Retype the passage on accidentally catching garibaldi word for word, everything from "Garibaldi, California’s state" down to "them? (Rick B.)".

Extract to read:
# # # #

When Prohibited Species Are Accidentally Caught?

Garibaldi, California’s state marine fish, are illegal to take (CDFW photo by Dan Gotchall)

Question: I fly fish for calico bass using barbless hooks in the kelp beds off Catalina Island and the coast, and it’s all strictly catch and release. Garibaldi are abundant in this habitat and are very aggressive. When I can see them I can usually avoid catching them. However, rarely one will take my fly inadvertently. Since they are only lightly hooked through the lip, they survive the accidental catch and release. However, it is illegal to “take” garibaldi. Is this considered illegal if caught by accident and then released? How can one avoid catching them? (Rick B.)

Answer: No, it is not considered an illegal action to accidentally catch a prohibited species as long as it is immediately released back into the waters it came from. Intentionally targeting a prohibited species IS illegal, but you do not seem to be doing that.

# # # #

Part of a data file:
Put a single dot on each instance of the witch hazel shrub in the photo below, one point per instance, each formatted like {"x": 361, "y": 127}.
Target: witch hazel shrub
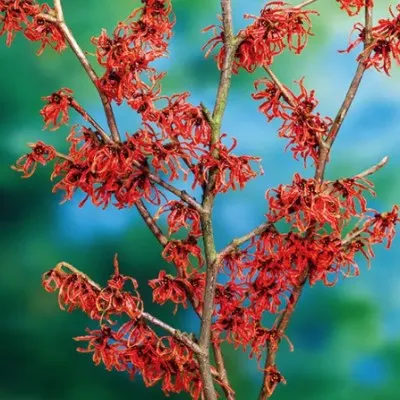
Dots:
{"x": 328, "y": 222}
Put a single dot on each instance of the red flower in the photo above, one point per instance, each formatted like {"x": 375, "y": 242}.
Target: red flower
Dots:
{"x": 181, "y": 216}
{"x": 167, "y": 288}
{"x": 272, "y": 106}
{"x": 40, "y": 30}
{"x": 382, "y": 226}
{"x": 41, "y": 153}
{"x": 179, "y": 252}
{"x": 353, "y": 7}
{"x": 15, "y": 15}
{"x": 230, "y": 170}
{"x": 384, "y": 46}
{"x": 278, "y": 27}
{"x": 56, "y": 111}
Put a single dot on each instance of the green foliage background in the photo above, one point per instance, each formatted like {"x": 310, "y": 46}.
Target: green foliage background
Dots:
{"x": 347, "y": 339}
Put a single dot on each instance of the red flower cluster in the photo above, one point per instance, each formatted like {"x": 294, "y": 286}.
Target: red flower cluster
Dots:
{"x": 41, "y": 153}
{"x": 279, "y": 26}
{"x": 385, "y": 43}
{"x": 263, "y": 274}
{"x": 133, "y": 347}
{"x": 230, "y": 170}
{"x": 179, "y": 140}
{"x": 55, "y": 112}
{"x": 28, "y": 16}
{"x": 181, "y": 216}
{"x": 134, "y": 45}
{"x": 353, "y": 7}
{"x": 304, "y": 128}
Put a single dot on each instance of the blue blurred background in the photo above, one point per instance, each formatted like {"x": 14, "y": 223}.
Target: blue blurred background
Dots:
{"x": 347, "y": 338}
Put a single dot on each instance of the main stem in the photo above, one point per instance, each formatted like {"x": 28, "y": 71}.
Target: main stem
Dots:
{"x": 208, "y": 202}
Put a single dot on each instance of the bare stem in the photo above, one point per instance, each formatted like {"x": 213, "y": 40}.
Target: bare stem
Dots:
{"x": 348, "y": 100}
{"x": 69, "y": 37}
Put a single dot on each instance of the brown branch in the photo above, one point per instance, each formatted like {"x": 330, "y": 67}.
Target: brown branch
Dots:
{"x": 285, "y": 93}
{"x": 177, "y": 192}
{"x": 283, "y": 320}
{"x": 348, "y": 101}
{"x": 222, "y": 374}
{"x": 304, "y": 4}
{"x": 239, "y": 241}
{"x": 230, "y": 43}
{"x": 183, "y": 337}
{"x": 372, "y": 169}
{"x": 80, "y": 110}
{"x": 69, "y": 37}
{"x": 150, "y": 222}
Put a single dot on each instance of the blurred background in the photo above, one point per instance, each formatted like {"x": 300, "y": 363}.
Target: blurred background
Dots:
{"x": 346, "y": 338}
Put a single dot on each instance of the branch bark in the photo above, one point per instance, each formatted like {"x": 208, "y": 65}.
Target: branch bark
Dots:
{"x": 230, "y": 43}
{"x": 283, "y": 320}
{"x": 69, "y": 37}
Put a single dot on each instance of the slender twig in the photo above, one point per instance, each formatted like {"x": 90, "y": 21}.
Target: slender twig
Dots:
{"x": 348, "y": 101}
{"x": 285, "y": 93}
{"x": 372, "y": 169}
{"x": 79, "y": 109}
{"x": 305, "y": 3}
{"x": 230, "y": 43}
{"x": 69, "y": 37}
{"x": 283, "y": 320}
{"x": 222, "y": 374}
{"x": 150, "y": 222}
{"x": 163, "y": 240}
{"x": 236, "y": 243}
{"x": 177, "y": 192}
{"x": 184, "y": 337}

# # # #

Solution for this exercise:
Garibaldi, California’s state marine fish, are illegal to take (CDFW photo by Dan Gotchall)

Question: I fly fish for calico bass using barbless hooks in the kelp beds off Catalina Island and the coast, and it’s all strictly catch and release. Garibaldi are abundant in this habitat and are very aggressive. When I can see them I can usually avoid catching them. However, rarely one will take my fly inadvertently. Since they are only lightly hooked through the lip, they survive the accidental catch and release. However, it is illegal to “take” garibaldi. Is this considered illegal if caught by accident and then released? How can one avoid catching them? (Rick B.)